## SELECTED PASSAGE
— BEGIN —

Those who question the authenticity of the Islamic heritage: Christoph Luxenberg & Eildert Mulder

shahada-fout-uitgelegd

Safeguarding Islamic cultural heritage was considered a sign of ‘shirk’ by some. Worship of objects is indeed prohibited in Islam. However, cultural heritage is also testimony and proof of Islamic history, and nowadays it seems necessary to safeguard items of which the historic value is undisputed. In recent days, non-Muslim scholars question the truth of Islam and its history. Professor of Arabic language and religious history Karl Heinz Ohlig, University of Saarbrücken in Germany, thinks that Prophet Muhammad pbuh never existed, and that the Qur’an al Kerim was copied from an existing Bible, written in Aramaic. He has no solid proof for this claim. However, Christians seem to follow his line of thinking, not hindered by the lack of any proof.

— END —

## WHAT IS NEEDED
In the passage on safeguarding Islamic cultural heritage, which university is Karl Heinz Ohlig connected with?

## RECORD LIST
— BEGIN —

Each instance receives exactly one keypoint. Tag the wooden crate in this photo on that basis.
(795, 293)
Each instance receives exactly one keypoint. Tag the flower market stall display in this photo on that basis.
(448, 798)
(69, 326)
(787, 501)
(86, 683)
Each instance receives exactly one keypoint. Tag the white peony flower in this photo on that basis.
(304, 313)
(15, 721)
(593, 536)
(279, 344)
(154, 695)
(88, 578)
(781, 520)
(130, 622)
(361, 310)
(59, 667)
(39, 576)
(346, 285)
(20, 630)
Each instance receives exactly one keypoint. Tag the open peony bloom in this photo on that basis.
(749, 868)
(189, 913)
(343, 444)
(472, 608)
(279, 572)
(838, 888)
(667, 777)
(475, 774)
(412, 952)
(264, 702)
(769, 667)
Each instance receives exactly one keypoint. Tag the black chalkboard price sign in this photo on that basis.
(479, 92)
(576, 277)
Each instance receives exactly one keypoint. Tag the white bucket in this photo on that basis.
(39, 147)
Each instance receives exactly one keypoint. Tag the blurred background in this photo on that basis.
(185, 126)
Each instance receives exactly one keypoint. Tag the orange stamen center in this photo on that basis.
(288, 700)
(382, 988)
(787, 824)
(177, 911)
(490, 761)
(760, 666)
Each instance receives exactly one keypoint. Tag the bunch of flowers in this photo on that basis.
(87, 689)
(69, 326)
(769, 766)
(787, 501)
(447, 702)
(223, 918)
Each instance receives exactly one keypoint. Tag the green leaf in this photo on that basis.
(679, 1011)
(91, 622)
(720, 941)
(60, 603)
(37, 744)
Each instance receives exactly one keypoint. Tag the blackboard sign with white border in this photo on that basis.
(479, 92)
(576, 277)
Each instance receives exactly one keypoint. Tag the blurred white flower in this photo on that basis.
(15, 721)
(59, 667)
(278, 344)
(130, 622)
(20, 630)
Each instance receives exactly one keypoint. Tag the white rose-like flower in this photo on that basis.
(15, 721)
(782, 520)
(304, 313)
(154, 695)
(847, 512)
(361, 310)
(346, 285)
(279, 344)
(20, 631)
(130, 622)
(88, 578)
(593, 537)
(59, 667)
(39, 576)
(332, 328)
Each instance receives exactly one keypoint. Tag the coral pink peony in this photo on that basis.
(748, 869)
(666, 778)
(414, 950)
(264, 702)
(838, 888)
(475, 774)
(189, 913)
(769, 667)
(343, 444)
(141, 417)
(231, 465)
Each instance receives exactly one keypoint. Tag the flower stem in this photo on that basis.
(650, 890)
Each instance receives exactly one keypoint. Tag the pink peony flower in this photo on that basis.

— END —
— BEGIN —

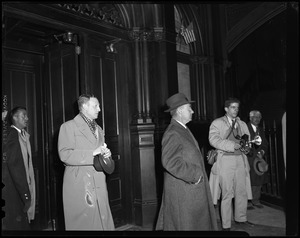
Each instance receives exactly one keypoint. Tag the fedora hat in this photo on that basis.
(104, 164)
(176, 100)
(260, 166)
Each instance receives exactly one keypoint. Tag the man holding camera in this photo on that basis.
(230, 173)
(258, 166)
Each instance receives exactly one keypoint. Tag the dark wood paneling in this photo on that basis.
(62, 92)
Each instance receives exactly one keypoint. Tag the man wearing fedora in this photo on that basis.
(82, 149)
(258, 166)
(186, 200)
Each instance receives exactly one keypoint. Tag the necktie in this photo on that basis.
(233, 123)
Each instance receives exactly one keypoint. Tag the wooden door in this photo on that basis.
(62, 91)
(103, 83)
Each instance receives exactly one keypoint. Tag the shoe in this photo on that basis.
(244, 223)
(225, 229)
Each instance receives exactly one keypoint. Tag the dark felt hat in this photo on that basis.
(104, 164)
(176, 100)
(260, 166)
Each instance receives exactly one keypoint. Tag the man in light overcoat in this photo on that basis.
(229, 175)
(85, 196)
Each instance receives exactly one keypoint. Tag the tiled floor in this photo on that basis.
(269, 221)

— END —
— BEGIN —

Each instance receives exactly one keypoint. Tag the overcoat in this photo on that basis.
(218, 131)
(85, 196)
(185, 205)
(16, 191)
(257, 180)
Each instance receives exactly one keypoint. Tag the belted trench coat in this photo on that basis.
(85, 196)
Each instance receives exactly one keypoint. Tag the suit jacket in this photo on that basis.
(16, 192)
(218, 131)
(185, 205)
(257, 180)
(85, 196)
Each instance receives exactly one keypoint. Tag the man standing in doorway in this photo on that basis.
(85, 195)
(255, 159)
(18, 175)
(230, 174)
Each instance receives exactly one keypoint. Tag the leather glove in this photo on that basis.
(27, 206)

— END —

## CORRECT ANSWER
The University of Saarbrücken in Germany.